> **Exercise requirements**: Identify each of the rows below that contains the word "shown", and copy those rows in full.

> **Raw records**:
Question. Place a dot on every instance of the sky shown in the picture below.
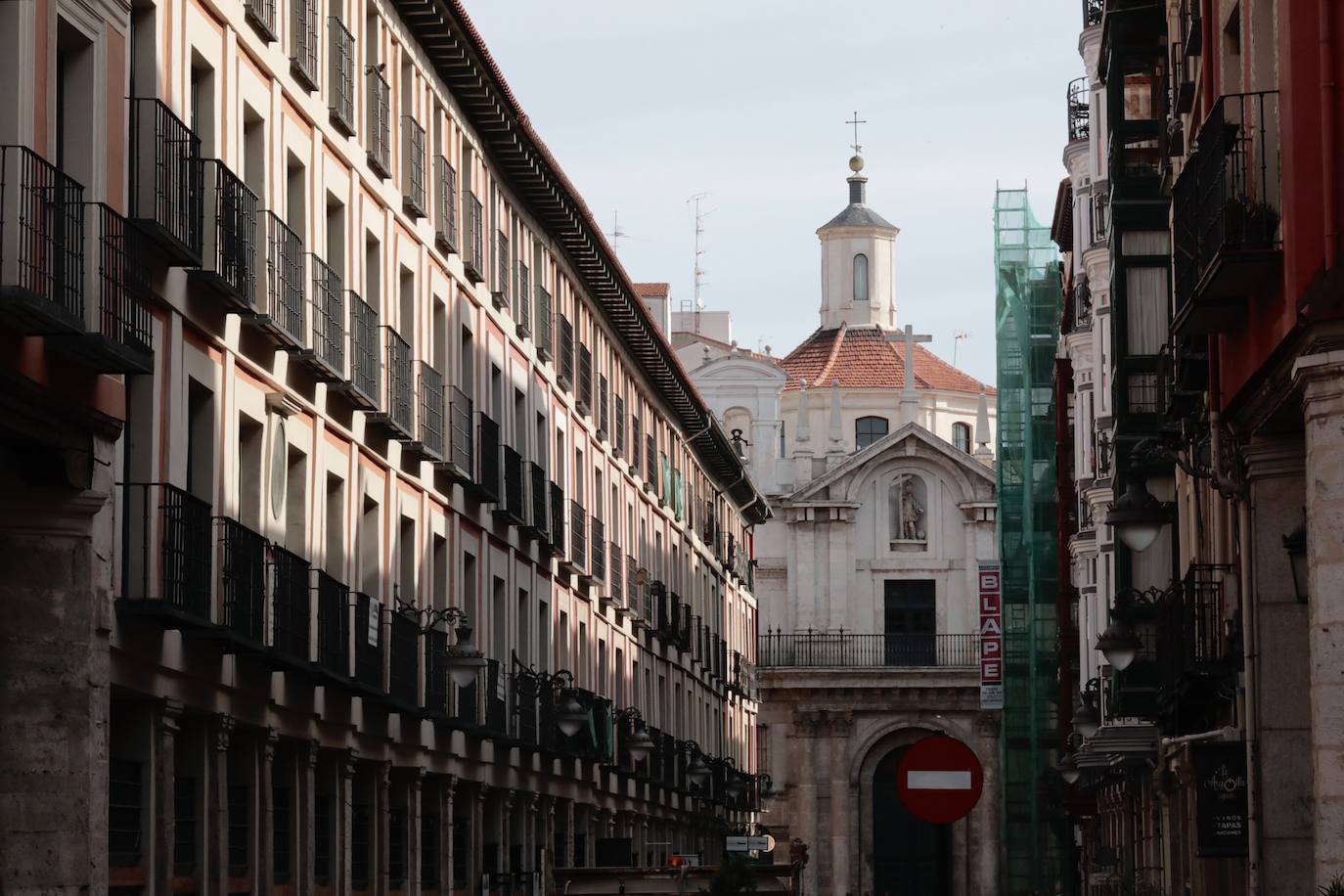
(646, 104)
--
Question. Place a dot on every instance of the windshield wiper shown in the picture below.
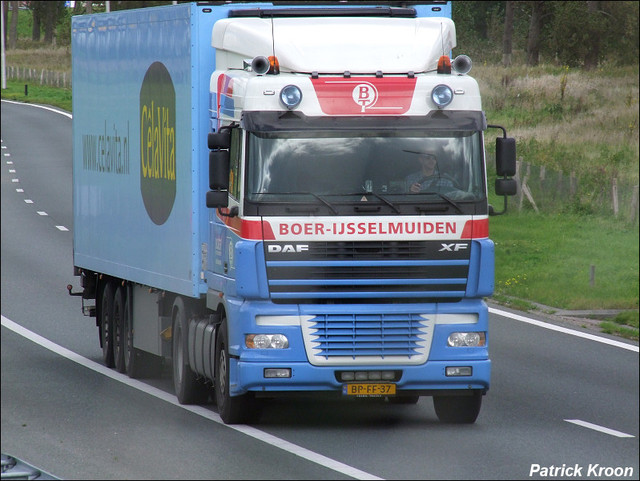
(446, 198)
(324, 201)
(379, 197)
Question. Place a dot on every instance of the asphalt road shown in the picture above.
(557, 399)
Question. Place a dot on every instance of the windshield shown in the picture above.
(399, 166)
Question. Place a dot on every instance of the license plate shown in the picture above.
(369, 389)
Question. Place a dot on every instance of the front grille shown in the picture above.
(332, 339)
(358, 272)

> **Answer to the exercise**:
Question. Place a dot on every instance of the sky shown in the picture below.
Question. Place a dot on every instance of the windshield wiper shown in the picture below.
Question. Place a dot on every instance of the asphalt road shown in the picture above.
Question. Place a dot on every instance of the windshield shown in the picture above.
Question. Place a dot on every instance of the license plate shown in the picture above.
Question. Place a dot on every instance of the front grille shown in the picture above.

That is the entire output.